__Dokumentauszug__:

————————

# Externe Links in bestehendes Frameset laden



## Darth_Legomaster (23. Januar 2004)

Hi alle zusammen.
Ich bin absoluter html-Anfänger und habe ein Problem mit meinen Frames.
Ich habe ein Seite mit 4 Frames angelegt und diese benannt (oben=mainmenu, unten=leiste, links=submenu, rechts=main). Wenn ich im Frame mainmenu einen link anklicke wird eine Seite in den Frame "Submenu" geladen. Jetzt möchte ich es so hinbekommen, das ich beim anklicken eines Links im Submenu ein Seite im Frame "main" öffnet.
Wie geht das?

Im Voraus schon mal danke,

euer DLM.


----------



## Markus Kolletzky (23. Januar 2004)

Hi,

Das ist kein Problem. Setze als target an Deinen Link den Name des Zielframes an (in Deinem Beispiel "main") und dann hast Du´s.

Bsp: <a href="url.htm" target="main"></a>

mfG ALF


----------



## Camelion (23. Januar 2004)

[OFFTOPIC]

Hey Alf,

wenn Du weiterhin soviel Beiträge schreibst kommste noch ins Buch der Rekorde.

————————

__Aufgabe und Anforderungen__:
Gib den Forenthread über Frames von „# Externe Links“ bis einschließlich „Wie geht das?“ wieder und benenne dabei „mainmenu“ in „topmenu“ um.

__Angezeigte Daten__:
————————

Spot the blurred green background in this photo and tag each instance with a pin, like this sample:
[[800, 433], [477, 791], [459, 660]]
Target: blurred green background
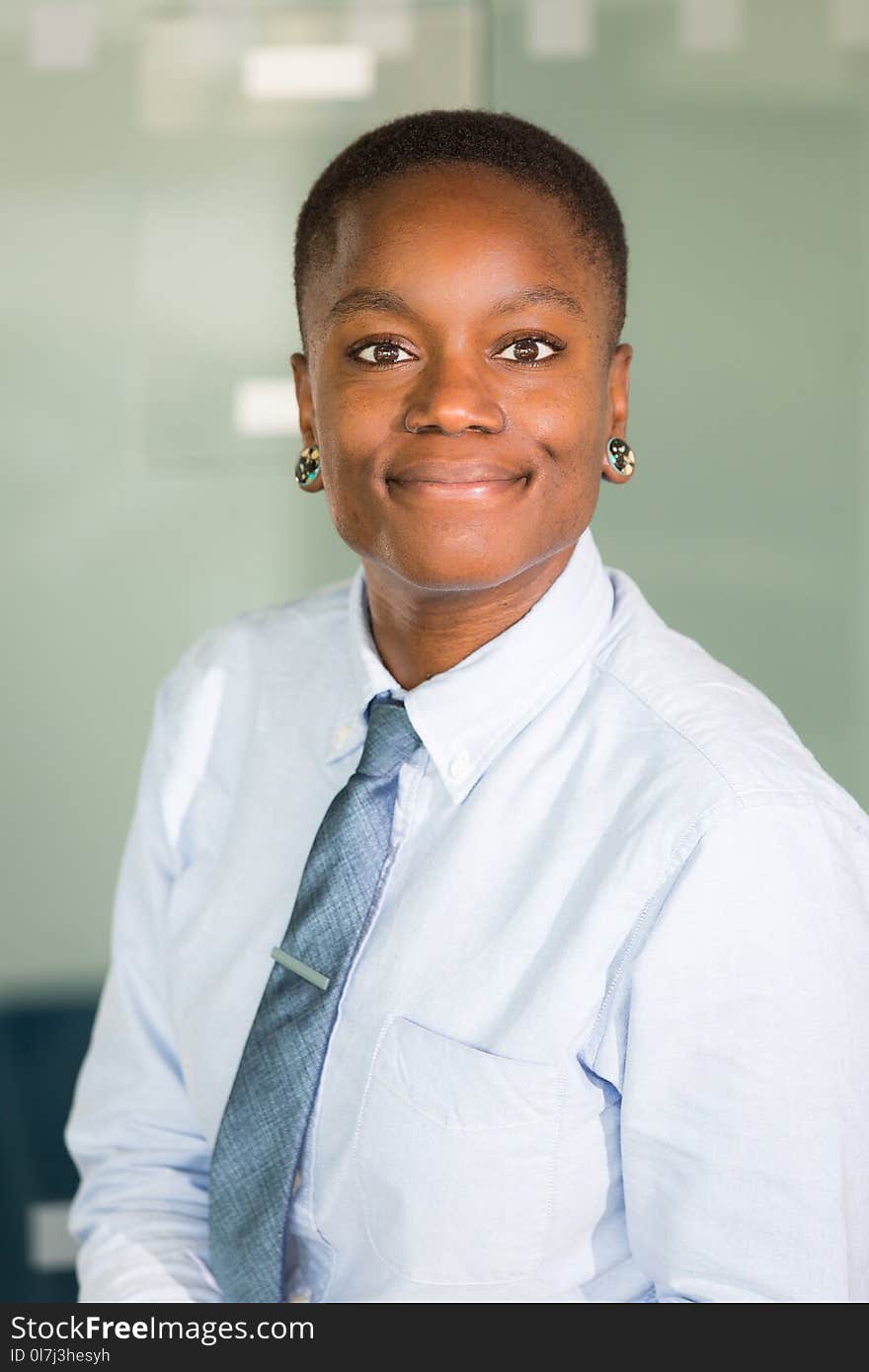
[[153, 168]]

————————

__Lösung der Aufgabe__:
# Externe Links in bestehendes Frameset laden



## Darth_Legomaster (23. Januar 2004)

Hi alle zusammen.
Ich bin absoluter html-Anfänger und habe ein Problem mit meinen Frames.
Ich habe ein Seite mit 4 Frames angelegt und diese benannt (oben=topmenu, unten=leiste, links=submenu, rechts=main). Wenn ich im Frame topmenu einen link anklicke wird eine Seite in den Frame "Submenu" geladen. Jetzt möchte ich es so hinbekommen, das ich beim anklicken eines Links im Submenu ein Seite im Frame "main" öffnet.
Wie geht das?